▸ **TASK TO CARRY OUT**: Render every line of the listing below as a Markdown table with the columns Row and Line, numbering each line and leaving out any blank lines.

>> start

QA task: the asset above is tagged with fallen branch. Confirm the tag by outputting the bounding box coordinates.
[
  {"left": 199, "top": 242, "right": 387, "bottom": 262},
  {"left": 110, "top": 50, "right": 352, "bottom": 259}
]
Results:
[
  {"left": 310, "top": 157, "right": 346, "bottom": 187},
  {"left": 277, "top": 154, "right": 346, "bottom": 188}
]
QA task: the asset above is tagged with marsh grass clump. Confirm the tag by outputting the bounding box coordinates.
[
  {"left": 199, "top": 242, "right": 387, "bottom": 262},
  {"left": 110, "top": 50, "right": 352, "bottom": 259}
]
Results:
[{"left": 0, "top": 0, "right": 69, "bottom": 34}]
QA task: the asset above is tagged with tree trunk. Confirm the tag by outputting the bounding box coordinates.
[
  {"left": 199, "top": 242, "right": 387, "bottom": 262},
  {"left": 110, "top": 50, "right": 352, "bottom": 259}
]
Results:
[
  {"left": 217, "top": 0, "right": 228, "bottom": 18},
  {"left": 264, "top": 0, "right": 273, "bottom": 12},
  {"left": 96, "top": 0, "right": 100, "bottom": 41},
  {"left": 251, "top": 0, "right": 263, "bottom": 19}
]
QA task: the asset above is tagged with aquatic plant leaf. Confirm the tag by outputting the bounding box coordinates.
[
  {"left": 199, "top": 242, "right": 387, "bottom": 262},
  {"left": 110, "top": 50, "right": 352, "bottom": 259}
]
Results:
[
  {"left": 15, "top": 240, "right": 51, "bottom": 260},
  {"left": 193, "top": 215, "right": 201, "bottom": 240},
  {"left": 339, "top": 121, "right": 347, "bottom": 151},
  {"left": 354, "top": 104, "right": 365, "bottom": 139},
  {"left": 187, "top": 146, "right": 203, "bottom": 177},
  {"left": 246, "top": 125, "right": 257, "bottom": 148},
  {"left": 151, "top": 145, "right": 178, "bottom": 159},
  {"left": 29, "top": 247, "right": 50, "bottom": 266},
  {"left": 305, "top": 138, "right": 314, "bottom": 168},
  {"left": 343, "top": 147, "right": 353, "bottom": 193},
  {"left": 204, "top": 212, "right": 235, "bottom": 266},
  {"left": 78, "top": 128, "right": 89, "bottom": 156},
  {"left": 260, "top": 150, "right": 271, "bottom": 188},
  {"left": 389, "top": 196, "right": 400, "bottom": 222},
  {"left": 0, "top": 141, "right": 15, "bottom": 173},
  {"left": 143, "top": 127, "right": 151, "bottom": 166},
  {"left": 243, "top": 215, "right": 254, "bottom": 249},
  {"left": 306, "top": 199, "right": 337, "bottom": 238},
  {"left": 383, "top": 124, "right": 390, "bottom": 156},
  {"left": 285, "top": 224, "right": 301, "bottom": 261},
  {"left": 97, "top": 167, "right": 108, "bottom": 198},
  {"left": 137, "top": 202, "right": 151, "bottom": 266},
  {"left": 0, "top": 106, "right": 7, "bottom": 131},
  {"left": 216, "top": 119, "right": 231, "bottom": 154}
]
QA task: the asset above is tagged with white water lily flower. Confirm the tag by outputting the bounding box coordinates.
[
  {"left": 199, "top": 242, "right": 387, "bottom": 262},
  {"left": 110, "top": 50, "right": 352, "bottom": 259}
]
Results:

>> end

▸ **FINAL RESULT**:
| Row | Line |
|---|---|
| 1 | QA task: the asset above is tagged with fallen branch. Confirm the tag by outputting the bounding box coordinates. |
| 2 | [ |
| 3 |   {"left": 199, "top": 242, "right": 387, "bottom": 262}, |
| 4 |   {"left": 110, "top": 50, "right": 352, "bottom": 259} |
| 5 | ] |
| 6 | Results: |
| 7 | [ |
| 8 |   {"left": 310, "top": 157, "right": 346, "bottom": 187}, |
| 9 |   {"left": 277, "top": 154, "right": 346, "bottom": 188} |
| 10 | ] |
| 11 | QA task: the asset above is tagged with marsh grass clump. Confirm the tag by outputting the bounding box coordinates. |
| 12 | [ |
| 13 |   {"left": 199, "top": 242, "right": 387, "bottom": 262}, |
| 14 |   {"left": 110, "top": 50, "right": 352, "bottom": 259} |
| 15 | ] |
| 16 | Results: |
| 17 | [{"left": 0, "top": 0, "right": 69, "bottom": 34}] |
| 18 | QA task: the asset above is tagged with tree trunk. Confirm the tag by outputting the bounding box coordinates. |
| 19 | [ |
| 20 |   {"left": 199, "top": 242, "right": 387, "bottom": 262}, |
| 21 |   {"left": 110, "top": 50, "right": 352, "bottom": 259} |
| 22 | ] |
| 23 | Results: |
| 24 | [ |
| 25 |   {"left": 217, "top": 0, "right": 228, "bottom": 18}, |
| 26 |   {"left": 264, "top": 0, "right": 273, "bottom": 12}, |
| 27 |   {"left": 96, "top": 0, "right": 100, "bottom": 41}, |
| 28 |   {"left": 251, "top": 0, "right": 263, "bottom": 19} |
| 29 | ] |
| 30 | QA task: the asset above is tagged with aquatic plant leaf. Confirm the tag by outputting the bounding box coordinates. |
| 31 | [ |
| 32 |   {"left": 199, "top": 242, "right": 387, "bottom": 262}, |
| 33 |   {"left": 110, "top": 50, "right": 352, "bottom": 259} |
| 34 | ] |
| 35 | Results: |
| 36 | [ |
| 37 |   {"left": 15, "top": 240, "right": 51, "bottom": 260}, |
| 38 |   {"left": 193, "top": 215, "right": 201, "bottom": 240}, |
| 39 |   {"left": 339, "top": 121, "right": 347, "bottom": 151}, |
| 40 |   {"left": 354, "top": 104, "right": 365, "bottom": 139}, |
| 41 |   {"left": 187, "top": 146, "right": 203, "bottom": 177}, |
| 42 |   {"left": 246, "top": 125, "right": 257, "bottom": 148}, |
| 43 |   {"left": 151, "top": 145, "right": 178, "bottom": 159}, |
| 44 |   {"left": 29, "top": 247, "right": 50, "bottom": 266}, |
| 45 |   {"left": 305, "top": 138, "right": 314, "bottom": 168}, |
| 46 |   {"left": 343, "top": 147, "right": 353, "bottom": 193}, |
| 47 |   {"left": 204, "top": 212, "right": 235, "bottom": 266}, |
| 48 |   {"left": 78, "top": 128, "right": 89, "bottom": 156}, |
| 49 |   {"left": 260, "top": 150, "right": 271, "bottom": 188}, |
| 50 |   {"left": 389, "top": 196, "right": 400, "bottom": 222}, |
| 51 |   {"left": 0, "top": 141, "right": 15, "bottom": 173}, |
| 52 |   {"left": 143, "top": 127, "right": 151, "bottom": 166}, |
| 53 |   {"left": 243, "top": 215, "right": 254, "bottom": 249}, |
| 54 |   {"left": 306, "top": 199, "right": 337, "bottom": 238}, |
| 55 |   {"left": 383, "top": 124, "right": 390, "bottom": 156}, |
| 56 |   {"left": 285, "top": 224, "right": 301, "bottom": 261}, |
| 57 |   {"left": 97, "top": 167, "right": 108, "bottom": 198}, |
| 58 |   {"left": 137, "top": 202, "right": 151, "bottom": 266}, |
| 59 |   {"left": 0, "top": 106, "right": 7, "bottom": 131}, |
| 60 |   {"left": 216, "top": 119, "right": 231, "bottom": 154} |
| 61 | ] |
| 62 | QA task: the asset above is tagged with white water lily flower. Confirm the tag by outputting the bounding box coordinates. |
| 63 | [ |
| 64 |   {"left": 199, "top": 242, "right": 387, "bottom": 262}, |
| 65 |   {"left": 110, "top": 50, "right": 352, "bottom": 259} |
| 66 | ] |
| 67 | Results: |